**PROVIDED RECORDS:**

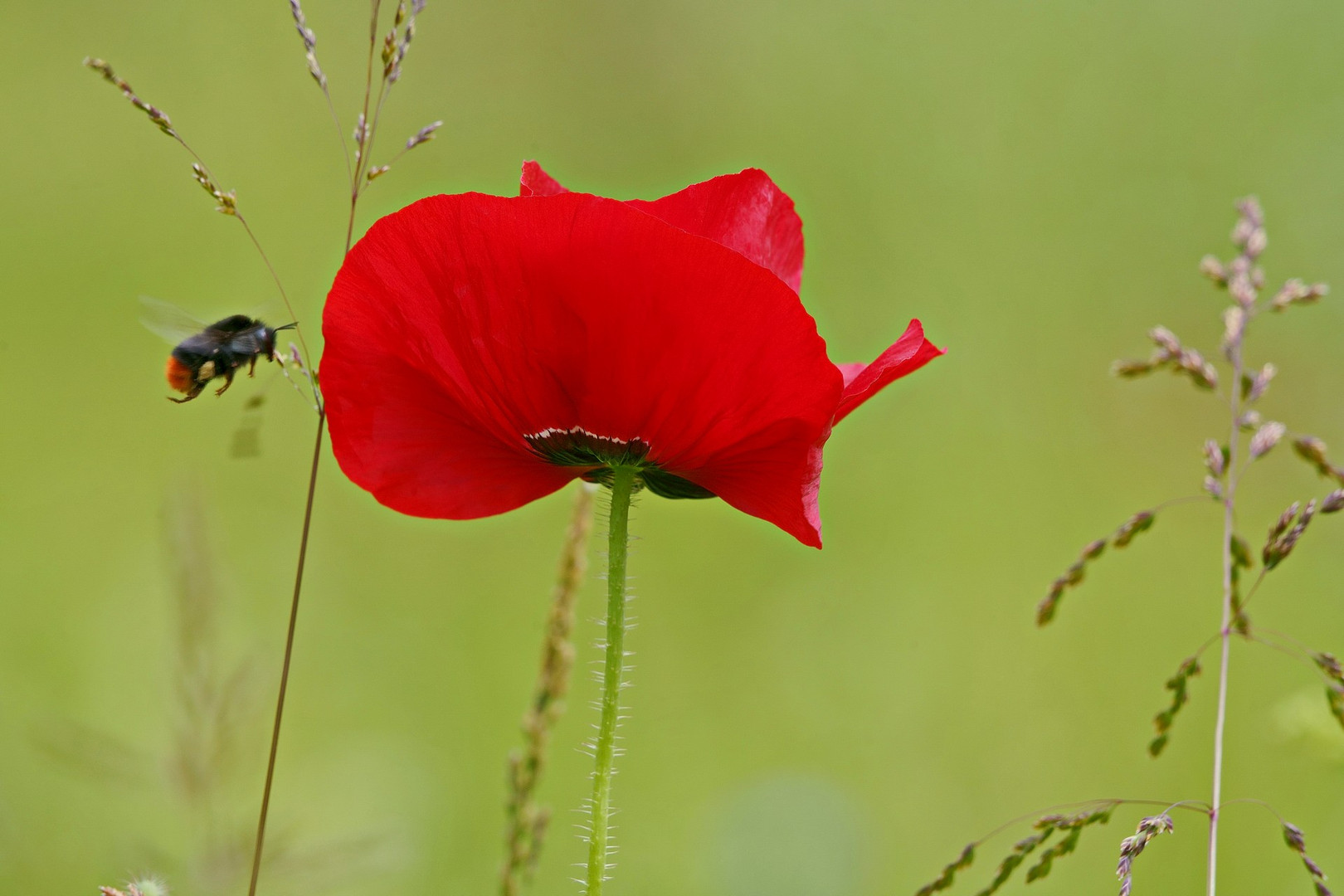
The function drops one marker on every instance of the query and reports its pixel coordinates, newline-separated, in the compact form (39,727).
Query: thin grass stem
(290,653)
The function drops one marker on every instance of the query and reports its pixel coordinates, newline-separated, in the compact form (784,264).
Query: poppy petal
(538,183)
(749,479)
(908,355)
(746,212)
(390,423)
(515,317)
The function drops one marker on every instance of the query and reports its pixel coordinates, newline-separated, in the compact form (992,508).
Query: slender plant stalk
(308,512)
(527,821)
(290,653)
(1226,631)
(622,486)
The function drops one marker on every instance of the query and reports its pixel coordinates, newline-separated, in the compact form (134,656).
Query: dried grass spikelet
(1333,672)
(1073,577)
(1312,450)
(1255,384)
(1179,685)
(226,203)
(144,887)
(1045,828)
(1170,353)
(1132,846)
(1283,539)
(1266,437)
(1298,843)
(1296,292)
(309,43)
(527,822)
(949,874)
(158,116)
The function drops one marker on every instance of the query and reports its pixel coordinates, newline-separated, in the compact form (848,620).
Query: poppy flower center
(580,448)
(577,446)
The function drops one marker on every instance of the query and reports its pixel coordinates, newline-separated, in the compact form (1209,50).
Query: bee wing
(168,321)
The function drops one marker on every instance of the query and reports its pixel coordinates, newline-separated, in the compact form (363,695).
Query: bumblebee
(208,353)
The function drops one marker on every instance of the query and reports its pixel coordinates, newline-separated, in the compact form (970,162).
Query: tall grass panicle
(396,43)
(1238,383)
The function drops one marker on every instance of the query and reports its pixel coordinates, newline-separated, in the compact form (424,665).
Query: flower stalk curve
(622,488)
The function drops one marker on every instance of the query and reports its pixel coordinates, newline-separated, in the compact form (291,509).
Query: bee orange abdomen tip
(179,375)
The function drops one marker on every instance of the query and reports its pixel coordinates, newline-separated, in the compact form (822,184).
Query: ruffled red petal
(908,355)
(463,324)
(746,212)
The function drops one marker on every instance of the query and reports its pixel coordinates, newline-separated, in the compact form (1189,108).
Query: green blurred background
(1035,180)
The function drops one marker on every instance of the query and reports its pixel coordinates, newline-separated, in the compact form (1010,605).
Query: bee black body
(219,351)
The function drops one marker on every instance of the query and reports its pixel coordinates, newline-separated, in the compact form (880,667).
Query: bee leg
(229,381)
(194,392)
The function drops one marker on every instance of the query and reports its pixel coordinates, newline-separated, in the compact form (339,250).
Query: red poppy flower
(485,351)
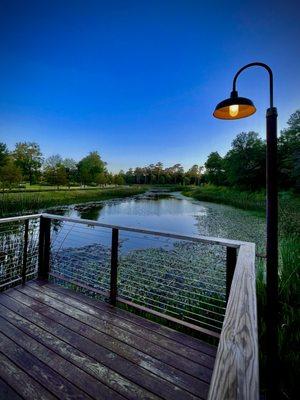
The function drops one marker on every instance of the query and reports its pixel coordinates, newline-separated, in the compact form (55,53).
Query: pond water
(180,278)
(173,213)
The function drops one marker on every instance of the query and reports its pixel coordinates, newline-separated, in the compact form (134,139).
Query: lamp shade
(234,108)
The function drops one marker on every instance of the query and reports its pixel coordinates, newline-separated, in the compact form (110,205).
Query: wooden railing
(235,374)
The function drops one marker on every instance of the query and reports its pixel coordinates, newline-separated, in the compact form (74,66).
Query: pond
(179,278)
(173,212)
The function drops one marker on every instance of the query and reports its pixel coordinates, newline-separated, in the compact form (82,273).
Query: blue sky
(138,80)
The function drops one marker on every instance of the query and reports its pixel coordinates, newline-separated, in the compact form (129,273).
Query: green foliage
(289,276)
(28,158)
(289,153)
(254,201)
(3,154)
(215,168)
(245,161)
(10,174)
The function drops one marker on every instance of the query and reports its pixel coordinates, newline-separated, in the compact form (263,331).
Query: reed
(20,203)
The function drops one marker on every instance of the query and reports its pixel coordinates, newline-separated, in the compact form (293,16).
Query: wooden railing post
(25,250)
(44,248)
(231,256)
(114,267)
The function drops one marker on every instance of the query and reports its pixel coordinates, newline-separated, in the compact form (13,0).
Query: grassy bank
(20,203)
(289,275)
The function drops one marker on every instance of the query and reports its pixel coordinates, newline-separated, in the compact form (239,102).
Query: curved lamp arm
(256,64)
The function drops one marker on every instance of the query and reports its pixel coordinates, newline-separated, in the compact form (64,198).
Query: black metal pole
(272,319)
(114,267)
(272,257)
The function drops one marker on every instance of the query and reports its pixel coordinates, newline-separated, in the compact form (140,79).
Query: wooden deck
(56,343)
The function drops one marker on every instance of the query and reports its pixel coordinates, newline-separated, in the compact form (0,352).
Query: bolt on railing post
(231,256)
(44,248)
(114,267)
(25,250)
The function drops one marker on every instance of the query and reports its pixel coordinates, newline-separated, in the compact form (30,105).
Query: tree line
(243,166)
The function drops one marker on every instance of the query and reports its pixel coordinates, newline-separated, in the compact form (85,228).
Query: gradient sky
(138,80)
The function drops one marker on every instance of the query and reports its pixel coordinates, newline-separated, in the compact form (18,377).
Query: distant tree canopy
(243,166)
(90,167)
(28,158)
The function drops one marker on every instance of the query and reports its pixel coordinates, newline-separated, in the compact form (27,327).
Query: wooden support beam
(114,267)
(25,250)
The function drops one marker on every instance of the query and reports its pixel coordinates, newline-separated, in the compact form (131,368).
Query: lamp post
(237,107)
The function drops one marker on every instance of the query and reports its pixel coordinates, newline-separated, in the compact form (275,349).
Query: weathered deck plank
(124,331)
(85,349)
(158,329)
(79,337)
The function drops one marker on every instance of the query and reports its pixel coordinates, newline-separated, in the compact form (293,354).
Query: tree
(119,179)
(101,178)
(245,161)
(194,174)
(28,158)
(53,161)
(90,166)
(56,175)
(71,170)
(10,174)
(289,153)
(3,154)
(215,169)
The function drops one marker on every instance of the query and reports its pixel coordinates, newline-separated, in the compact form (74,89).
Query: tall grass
(20,203)
(254,201)
(289,278)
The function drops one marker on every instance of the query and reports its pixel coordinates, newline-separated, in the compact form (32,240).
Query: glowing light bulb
(234,110)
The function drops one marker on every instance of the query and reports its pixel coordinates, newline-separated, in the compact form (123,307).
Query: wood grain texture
(180,338)
(236,373)
(91,352)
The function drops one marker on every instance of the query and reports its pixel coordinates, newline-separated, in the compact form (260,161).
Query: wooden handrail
(19,218)
(236,373)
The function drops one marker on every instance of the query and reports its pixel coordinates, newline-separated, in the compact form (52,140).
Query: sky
(138,80)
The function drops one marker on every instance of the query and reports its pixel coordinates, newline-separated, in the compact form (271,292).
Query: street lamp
(240,107)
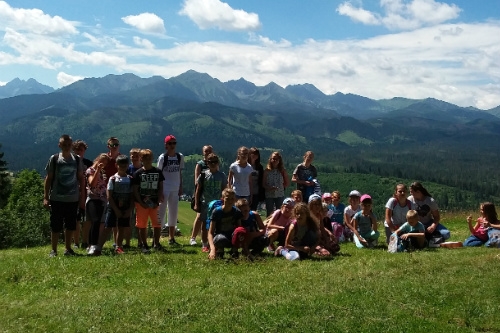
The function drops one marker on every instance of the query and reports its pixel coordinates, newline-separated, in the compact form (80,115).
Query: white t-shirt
(241,175)
(424,208)
(171,171)
(398,212)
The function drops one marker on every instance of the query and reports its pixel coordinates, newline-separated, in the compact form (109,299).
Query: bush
(24,221)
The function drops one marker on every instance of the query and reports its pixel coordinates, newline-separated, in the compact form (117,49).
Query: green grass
(439,290)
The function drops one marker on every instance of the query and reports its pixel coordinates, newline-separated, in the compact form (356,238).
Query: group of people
(115,192)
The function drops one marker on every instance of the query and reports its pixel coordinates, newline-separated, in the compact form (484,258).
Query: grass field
(436,290)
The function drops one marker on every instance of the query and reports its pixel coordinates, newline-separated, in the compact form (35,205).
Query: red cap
(239,236)
(169,137)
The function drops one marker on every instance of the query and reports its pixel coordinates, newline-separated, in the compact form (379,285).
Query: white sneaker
(393,244)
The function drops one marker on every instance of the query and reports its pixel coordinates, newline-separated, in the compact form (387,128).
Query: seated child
(278,222)
(364,225)
(224,222)
(301,235)
(256,239)
(411,235)
(120,205)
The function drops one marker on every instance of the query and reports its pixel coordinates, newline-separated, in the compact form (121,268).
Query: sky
(448,50)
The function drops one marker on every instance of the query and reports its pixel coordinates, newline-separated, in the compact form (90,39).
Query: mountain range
(200,109)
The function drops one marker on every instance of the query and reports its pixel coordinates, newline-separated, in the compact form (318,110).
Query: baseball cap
(169,137)
(354,193)
(364,197)
(289,202)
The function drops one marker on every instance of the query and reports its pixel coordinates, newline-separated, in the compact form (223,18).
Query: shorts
(143,215)
(111,220)
(63,215)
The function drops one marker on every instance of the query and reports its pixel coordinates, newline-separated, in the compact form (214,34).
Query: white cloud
(146,23)
(402,14)
(65,79)
(217,14)
(34,21)
(143,43)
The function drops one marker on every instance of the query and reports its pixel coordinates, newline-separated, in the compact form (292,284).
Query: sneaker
(172,242)
(277,252)
(393,244)
(69,252)
(158,248)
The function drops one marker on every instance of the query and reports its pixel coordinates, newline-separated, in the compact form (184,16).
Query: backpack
(213,205)
(408,204)
(178,160)
(54,159)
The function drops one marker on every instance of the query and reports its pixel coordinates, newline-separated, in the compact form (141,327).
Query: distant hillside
(18,87)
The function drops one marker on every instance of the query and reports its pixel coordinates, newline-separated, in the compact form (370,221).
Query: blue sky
(448,50)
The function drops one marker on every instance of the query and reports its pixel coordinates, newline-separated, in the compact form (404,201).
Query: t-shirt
(279,219)
(65,186)
(407,228)
(364,223)
(302,172)
(398,212)
(240,179)
(337,213)
(275,179)
(171,168)
(351,212)
(250,224)
(424,208)
(98,191)
(212,185)
(226,222)
(148,182)
(122,190)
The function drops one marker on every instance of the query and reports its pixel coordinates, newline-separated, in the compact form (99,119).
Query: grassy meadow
(435,290)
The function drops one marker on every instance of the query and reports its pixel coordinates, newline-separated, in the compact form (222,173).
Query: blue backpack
(213,205)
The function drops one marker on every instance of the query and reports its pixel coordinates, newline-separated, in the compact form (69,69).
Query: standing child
(479,232)
(410,235)
(210,185)
(147,186)
(339,230)
(256,239)
(171,164)
(64,191)
(120,204)
(364,225)
(224,222)
(396,209)
(351,210)
(135,164)
(301,235)
(96,199)
(239,175)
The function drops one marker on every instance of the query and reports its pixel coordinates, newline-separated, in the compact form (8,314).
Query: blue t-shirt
(226,221)
(407,228)
(338,213)
(364,223)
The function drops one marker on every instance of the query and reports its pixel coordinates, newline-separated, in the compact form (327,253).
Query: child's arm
(374,222)
(211,231)
(388,219)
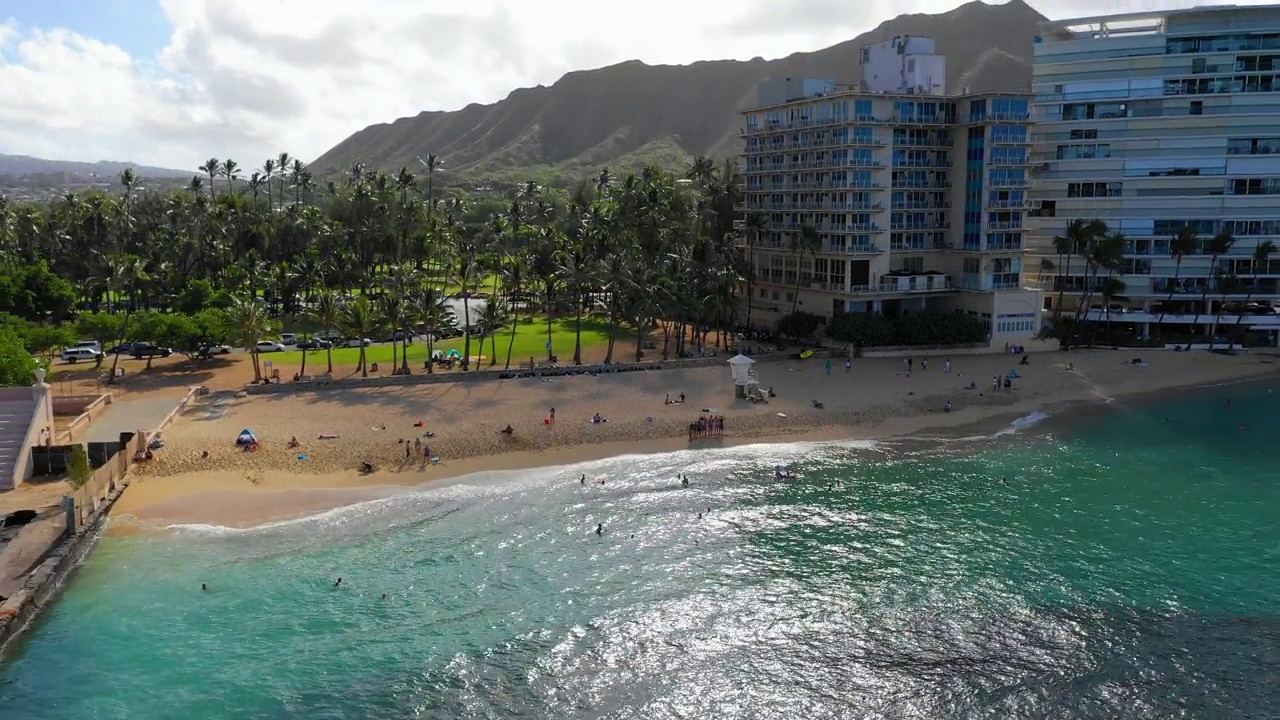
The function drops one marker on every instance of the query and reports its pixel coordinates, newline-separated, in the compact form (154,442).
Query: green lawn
(530,342)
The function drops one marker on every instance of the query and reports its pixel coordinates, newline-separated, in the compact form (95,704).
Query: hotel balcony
(1009,204)
(1006,140)
(915,246)
(1004,118)
(912,119)
(941,206)
(860,249)
(1013,162)
(927,164)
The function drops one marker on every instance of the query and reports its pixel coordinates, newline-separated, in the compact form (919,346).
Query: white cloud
(248,78)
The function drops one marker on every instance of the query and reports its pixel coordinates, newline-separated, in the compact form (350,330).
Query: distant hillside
(631,113)
(22,165)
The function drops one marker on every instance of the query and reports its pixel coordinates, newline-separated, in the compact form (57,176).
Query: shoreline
(229,497)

**THE TASK:** Without the pictures, retype exactly the lines from the one that holds "compact form (327,253)." to the last line of the data above, both of them included.

**SOLUTION FOR THIS TASK:**
The function drops one marker on every instance of the query and reports its pixel coordinates, newline-separated, in the compact form (327,253).
Query: child's arm
(374,222)
(211,231)
(388,219)
The function drops one marker on every instance of the query and reports its pixel coordinates, newline-separated, in the compact form (154,442).
Query: green lawn
(530,342)
The function drops one marker on every instance of the query and reports its pixel coordinates, newline-separated, in the compact form (95,704).
Query: hotel balcony
(1009,204)
(1006,140)
(915,246)
(1004,118)
(912,119)
(941,206)
(860,249)
(1013,162)
(927,164)
The function drops one marker on every instance of the query and reports its pixel coordinates, newline-separated, in the compact form (919,346).
Query: white cloud
(248,78)
The function drops one marker on every instance of the query and reports its pixel coordinates, newline-separated, in the compact form (350,330).
Query: distant hillside
(631,113)
(22,165)
The function drops one marker on every instance of the query and reports its pixel coordinates, newline-separated, in the compact form (57,176).
Query: shoreline
(229,497)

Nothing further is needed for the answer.